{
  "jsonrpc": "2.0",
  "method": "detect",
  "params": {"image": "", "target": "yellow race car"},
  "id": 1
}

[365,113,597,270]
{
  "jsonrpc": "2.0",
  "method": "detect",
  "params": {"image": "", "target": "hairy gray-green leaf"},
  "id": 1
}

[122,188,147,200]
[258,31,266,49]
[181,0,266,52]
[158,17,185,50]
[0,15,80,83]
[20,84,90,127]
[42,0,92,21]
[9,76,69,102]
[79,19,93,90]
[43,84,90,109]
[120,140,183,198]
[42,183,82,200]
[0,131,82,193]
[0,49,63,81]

# # #

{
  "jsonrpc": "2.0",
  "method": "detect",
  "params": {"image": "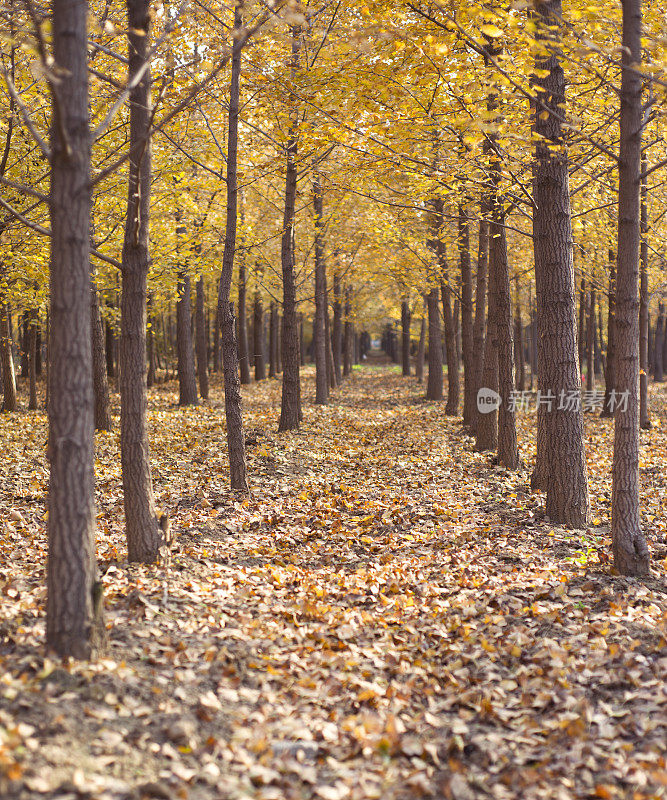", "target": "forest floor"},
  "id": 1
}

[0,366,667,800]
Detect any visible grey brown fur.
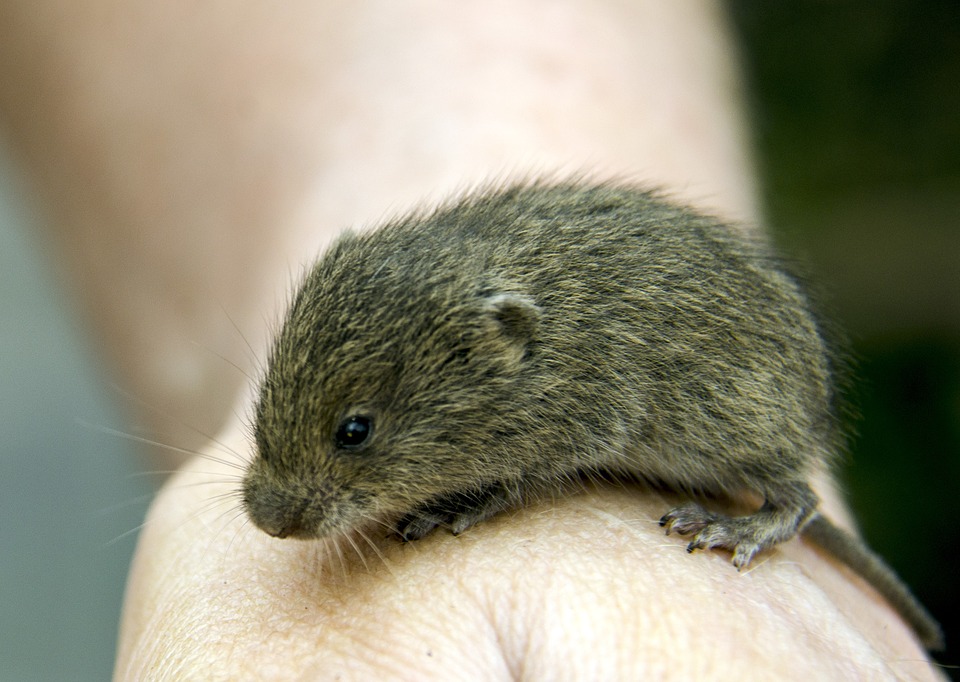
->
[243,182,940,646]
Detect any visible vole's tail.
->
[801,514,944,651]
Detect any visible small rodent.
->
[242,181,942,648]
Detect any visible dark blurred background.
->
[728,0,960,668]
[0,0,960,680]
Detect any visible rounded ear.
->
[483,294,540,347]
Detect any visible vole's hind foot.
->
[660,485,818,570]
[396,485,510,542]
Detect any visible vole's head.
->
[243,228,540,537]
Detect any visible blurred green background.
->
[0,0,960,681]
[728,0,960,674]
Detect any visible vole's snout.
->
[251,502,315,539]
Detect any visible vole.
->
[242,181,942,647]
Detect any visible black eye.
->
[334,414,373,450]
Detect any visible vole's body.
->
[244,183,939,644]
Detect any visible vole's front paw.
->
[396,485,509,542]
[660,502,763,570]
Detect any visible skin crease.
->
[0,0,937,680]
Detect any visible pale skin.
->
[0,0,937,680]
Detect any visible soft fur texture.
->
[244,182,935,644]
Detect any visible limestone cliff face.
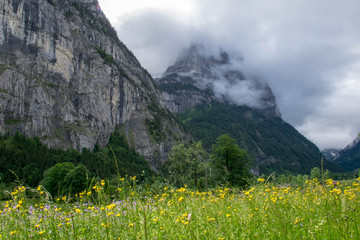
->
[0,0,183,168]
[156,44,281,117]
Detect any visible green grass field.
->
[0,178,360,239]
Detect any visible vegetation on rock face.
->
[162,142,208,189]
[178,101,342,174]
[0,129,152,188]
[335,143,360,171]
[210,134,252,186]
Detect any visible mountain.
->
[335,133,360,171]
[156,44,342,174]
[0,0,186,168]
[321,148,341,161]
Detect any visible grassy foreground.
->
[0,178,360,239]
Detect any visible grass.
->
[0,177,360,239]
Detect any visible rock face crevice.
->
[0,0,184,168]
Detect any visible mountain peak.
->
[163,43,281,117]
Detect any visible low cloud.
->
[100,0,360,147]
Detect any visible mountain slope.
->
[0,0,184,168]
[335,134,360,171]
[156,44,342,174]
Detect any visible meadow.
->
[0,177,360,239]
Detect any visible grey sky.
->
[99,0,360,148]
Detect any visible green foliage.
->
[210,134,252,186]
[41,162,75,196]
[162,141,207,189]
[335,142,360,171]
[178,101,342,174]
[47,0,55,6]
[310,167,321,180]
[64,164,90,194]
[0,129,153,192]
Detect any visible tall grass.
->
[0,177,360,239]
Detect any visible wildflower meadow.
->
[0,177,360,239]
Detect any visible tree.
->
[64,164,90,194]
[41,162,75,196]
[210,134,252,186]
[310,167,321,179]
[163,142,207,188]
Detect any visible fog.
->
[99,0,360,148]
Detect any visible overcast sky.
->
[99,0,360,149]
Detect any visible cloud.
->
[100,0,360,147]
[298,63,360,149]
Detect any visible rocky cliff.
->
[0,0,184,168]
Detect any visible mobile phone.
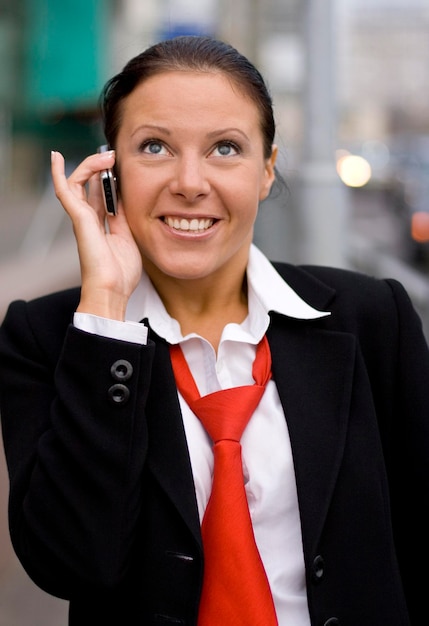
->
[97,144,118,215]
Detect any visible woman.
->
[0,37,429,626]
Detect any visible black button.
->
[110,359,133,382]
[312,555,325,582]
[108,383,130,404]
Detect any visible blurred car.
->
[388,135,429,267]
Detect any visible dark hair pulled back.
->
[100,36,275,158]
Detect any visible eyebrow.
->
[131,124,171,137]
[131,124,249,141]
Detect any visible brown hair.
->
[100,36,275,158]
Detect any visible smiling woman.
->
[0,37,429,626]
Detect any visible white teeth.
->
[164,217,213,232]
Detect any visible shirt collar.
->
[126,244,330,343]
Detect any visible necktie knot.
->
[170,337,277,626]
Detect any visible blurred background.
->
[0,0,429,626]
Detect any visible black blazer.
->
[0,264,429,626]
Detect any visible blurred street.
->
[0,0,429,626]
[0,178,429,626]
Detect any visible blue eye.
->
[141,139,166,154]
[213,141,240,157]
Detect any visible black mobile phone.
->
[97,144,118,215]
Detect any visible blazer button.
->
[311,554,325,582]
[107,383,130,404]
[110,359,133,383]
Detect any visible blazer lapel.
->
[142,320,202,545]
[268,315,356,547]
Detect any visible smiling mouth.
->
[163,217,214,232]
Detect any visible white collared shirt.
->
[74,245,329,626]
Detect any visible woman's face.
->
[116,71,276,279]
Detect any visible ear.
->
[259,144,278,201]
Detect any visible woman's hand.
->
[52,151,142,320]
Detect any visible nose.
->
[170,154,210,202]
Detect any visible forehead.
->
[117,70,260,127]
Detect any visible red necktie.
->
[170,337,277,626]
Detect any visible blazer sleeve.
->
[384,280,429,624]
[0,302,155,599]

# # #

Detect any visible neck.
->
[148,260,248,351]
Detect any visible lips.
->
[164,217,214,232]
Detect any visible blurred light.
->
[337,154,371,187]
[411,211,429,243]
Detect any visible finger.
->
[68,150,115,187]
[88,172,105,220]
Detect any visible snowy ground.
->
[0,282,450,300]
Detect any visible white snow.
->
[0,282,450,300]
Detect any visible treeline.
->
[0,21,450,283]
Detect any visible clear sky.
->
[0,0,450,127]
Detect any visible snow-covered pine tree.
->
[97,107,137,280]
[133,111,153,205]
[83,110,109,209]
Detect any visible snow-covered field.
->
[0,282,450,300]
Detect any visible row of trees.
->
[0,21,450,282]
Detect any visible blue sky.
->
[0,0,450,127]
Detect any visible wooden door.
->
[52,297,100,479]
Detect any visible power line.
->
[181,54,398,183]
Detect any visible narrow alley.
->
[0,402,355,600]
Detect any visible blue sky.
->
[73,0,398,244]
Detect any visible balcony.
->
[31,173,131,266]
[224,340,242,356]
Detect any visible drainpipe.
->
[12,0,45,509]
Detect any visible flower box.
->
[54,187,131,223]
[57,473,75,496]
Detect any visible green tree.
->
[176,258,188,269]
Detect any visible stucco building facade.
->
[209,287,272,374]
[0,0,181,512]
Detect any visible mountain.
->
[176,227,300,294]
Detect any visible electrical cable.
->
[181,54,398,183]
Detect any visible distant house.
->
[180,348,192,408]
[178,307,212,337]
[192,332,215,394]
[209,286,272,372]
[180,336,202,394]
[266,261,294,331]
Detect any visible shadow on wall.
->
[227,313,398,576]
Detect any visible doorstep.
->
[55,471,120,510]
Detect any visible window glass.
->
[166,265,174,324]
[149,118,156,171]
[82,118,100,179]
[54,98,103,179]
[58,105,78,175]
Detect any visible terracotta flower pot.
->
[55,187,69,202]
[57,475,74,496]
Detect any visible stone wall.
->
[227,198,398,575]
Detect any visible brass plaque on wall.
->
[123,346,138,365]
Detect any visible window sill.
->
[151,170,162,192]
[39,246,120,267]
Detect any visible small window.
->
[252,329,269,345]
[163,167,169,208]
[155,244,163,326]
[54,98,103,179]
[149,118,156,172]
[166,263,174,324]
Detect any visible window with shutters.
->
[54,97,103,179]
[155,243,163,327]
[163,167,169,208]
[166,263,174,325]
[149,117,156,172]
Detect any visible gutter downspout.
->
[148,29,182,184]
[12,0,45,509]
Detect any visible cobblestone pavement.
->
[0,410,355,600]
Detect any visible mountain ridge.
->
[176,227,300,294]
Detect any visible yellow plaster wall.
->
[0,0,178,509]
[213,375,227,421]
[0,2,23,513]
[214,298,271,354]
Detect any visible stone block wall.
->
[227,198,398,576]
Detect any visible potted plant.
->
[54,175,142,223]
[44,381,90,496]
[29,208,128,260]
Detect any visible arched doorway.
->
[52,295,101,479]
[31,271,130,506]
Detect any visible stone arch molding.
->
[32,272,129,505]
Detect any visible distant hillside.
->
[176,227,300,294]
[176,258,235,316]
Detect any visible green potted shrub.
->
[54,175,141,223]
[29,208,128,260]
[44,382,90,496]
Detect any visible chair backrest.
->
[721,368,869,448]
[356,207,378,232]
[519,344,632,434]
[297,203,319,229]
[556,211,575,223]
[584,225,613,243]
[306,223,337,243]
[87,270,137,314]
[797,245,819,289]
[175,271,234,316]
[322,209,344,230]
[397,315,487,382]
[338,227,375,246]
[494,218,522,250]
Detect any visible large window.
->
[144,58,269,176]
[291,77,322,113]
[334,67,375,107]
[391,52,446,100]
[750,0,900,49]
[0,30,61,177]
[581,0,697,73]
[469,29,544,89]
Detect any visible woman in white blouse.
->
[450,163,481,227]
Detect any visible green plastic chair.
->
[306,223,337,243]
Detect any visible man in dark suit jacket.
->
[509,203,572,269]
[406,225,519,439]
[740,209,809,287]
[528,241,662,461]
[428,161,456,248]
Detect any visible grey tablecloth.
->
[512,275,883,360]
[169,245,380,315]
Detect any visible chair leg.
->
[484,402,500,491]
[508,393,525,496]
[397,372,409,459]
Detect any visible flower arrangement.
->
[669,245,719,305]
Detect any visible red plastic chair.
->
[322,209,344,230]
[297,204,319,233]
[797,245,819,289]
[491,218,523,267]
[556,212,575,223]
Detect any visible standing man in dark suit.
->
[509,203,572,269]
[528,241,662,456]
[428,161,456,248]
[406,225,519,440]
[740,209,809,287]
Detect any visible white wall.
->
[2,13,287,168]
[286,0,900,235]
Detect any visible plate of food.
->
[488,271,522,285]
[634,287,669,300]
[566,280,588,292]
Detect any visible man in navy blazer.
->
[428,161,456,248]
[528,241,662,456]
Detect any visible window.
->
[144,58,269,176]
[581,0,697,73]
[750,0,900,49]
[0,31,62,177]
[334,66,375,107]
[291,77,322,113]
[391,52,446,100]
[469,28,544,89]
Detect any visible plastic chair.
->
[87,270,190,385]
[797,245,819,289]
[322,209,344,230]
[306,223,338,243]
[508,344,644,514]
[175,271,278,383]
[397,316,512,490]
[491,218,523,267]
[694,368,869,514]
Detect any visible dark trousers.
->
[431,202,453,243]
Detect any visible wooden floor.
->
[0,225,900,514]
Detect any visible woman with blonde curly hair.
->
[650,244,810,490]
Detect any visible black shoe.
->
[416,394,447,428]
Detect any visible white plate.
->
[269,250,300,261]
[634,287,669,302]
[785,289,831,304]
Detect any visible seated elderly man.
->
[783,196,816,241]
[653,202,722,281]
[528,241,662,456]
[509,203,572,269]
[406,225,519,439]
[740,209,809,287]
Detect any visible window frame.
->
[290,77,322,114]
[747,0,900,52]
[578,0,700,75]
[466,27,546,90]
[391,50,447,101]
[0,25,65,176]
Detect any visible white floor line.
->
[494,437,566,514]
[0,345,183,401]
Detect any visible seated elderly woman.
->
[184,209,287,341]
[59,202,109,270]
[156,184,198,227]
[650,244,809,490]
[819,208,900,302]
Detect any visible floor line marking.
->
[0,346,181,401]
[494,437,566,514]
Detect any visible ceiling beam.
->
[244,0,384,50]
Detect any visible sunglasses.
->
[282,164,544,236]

# # #

■ What the task asks:
Copy out the part of the entries that opens with the line containing "Detect any visible blue eye." and closes with the line containing "[117,70,260,127]", keeping every line in it. Shift each bounding-box coordinate by adding -17 to it.

■ Exercise output:
Detect any visible blue eye.
->
[124,122,149,137]
[196,124,223,140]
Detect any visible black mobile phone.
->
[80,127,101,198]
Detect any visible blazer button.
->
[294,537,308,565]
[90,366,113,387]
[93,342,116,366]
Detect any visible blazer lapel.
->
[125,303,185,528]
[251,298,339,530]
Detect any visible smiling mouth.
->
[146,200,197,215]
Detect any visible white collared shirt.
->
[57,228,312,609]
Detect any visible woman's face.
->
[99,54,259,262]
Detect any visible ear.
->
[242,127,261,184]
Detect any visible woman's hand.
->
[35,134,125,303]
Detect any visible nose.
->
[153,137,193,185]
Detect any visible forehead.
->
[100,53,243,110]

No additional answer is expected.